§ **Work to do**:
1 - Decide whether each statement below agrees with the thread on presenting like Steve Jobs. For each, answer yes or no and quote the deciding words of the thread. (a) The commenter describes Apple as keeping silent before its products are revealed. (b) The commenter suggests that most people could easily reproduce the effect of Steve's keynotes. (c) The commenter credits Microsoft's big events with strong focus.
2 - Reproduce word for word the passage of the thread on presenting like Steve Jobs from "Obviously, not many" to "appeal, no passion.".

§ **Document segment**:

Deliver a Presentation like Steve Jobs - gscott
http://www.businessweek.com/smallbiz/content/jan2008/sb20080125_269732.htm

======
zach
Steve's keynotes are really captivating because there's this sense that he's
bringing something down from the mountain. Everyone is curious about what
Apple is up to, the company is a monolith of silence, and then products are
revealed in the keynote fully-formed.

Obviously, not many of us can pull that off. But Steve presents the _raison
d'etre_ for his products very simply and narrowly, articulates the vision
behind them clearly, takes the shortest path from feature to feature, and
presents expert opinions where "it's amazing" won't quite do.

By the way of counterexample, Microsoft's big events are horrible speeches
about their "vision" of such-and-such and the "future" of whatever, which are
a even admixture of FUD and BS. They keep trying to speak for their technology
by making up grandiose scenarios and over-reaching for meaning. No focus, no
geek appeal, no passion.

§ **Items**:
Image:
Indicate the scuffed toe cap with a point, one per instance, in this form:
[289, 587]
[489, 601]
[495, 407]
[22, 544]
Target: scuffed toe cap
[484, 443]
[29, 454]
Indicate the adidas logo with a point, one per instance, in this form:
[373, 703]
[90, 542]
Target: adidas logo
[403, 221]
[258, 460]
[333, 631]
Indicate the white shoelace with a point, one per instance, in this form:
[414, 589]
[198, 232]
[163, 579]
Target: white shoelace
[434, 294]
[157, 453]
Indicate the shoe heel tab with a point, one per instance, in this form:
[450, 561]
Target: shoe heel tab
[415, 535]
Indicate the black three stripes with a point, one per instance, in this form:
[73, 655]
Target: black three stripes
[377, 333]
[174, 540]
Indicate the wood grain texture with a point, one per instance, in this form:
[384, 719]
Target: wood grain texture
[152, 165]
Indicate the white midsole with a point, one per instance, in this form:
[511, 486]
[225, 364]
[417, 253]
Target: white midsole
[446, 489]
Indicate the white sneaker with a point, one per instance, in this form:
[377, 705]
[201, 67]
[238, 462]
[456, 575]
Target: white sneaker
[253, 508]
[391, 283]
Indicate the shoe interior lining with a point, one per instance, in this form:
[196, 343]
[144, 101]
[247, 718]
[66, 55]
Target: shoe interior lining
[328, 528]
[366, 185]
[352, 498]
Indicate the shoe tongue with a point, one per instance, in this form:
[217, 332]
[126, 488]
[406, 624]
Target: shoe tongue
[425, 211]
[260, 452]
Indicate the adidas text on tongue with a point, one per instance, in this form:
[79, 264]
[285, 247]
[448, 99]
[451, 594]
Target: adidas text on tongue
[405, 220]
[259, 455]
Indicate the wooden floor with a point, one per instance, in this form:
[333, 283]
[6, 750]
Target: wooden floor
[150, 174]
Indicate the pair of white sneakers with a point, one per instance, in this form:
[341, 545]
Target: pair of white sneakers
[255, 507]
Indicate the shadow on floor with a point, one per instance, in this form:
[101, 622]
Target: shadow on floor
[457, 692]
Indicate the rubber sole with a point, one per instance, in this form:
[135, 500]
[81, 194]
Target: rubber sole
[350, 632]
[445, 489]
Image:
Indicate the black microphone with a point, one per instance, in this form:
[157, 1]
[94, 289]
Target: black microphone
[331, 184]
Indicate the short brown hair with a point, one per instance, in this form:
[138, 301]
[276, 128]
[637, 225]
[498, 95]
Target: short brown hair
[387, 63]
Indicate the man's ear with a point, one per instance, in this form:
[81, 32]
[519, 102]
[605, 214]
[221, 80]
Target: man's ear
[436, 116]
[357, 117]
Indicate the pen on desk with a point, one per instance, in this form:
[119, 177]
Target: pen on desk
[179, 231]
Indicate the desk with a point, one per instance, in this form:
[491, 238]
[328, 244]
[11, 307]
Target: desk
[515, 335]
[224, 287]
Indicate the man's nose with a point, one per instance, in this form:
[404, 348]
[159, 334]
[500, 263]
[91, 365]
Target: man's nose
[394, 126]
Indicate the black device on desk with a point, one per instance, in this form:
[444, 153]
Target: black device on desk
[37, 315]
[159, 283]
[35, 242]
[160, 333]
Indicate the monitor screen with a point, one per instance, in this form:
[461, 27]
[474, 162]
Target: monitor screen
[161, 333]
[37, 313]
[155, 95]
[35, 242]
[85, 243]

§ **Solution list**:
1 -
(a) Yes: "the company is a monolith of silence"
(b) No: "Obviously, not many of us can pull that off."
(c) No: "No focus, no geek appeal, no passion."

2 -
Obviously, not many of us can pull that off. But Steve presents the _raison
d'etre_ for his products very simply and narrowly, articulates the vision
behind them clearly, takes the shortest path from feature to feature, and
presents expert opinions where "it's amazing" won't quite do.

By the way of counterexample, Microsoft's big events are horrible speeches
about their "vision" of such-and-such and the "future" of whatever, which are
a even admixture of FUD and BS. They keep trying to speak for their technology
by making up grandiose scenarios and over-reaching for meaning. No focus, no
geek appeal, no passion.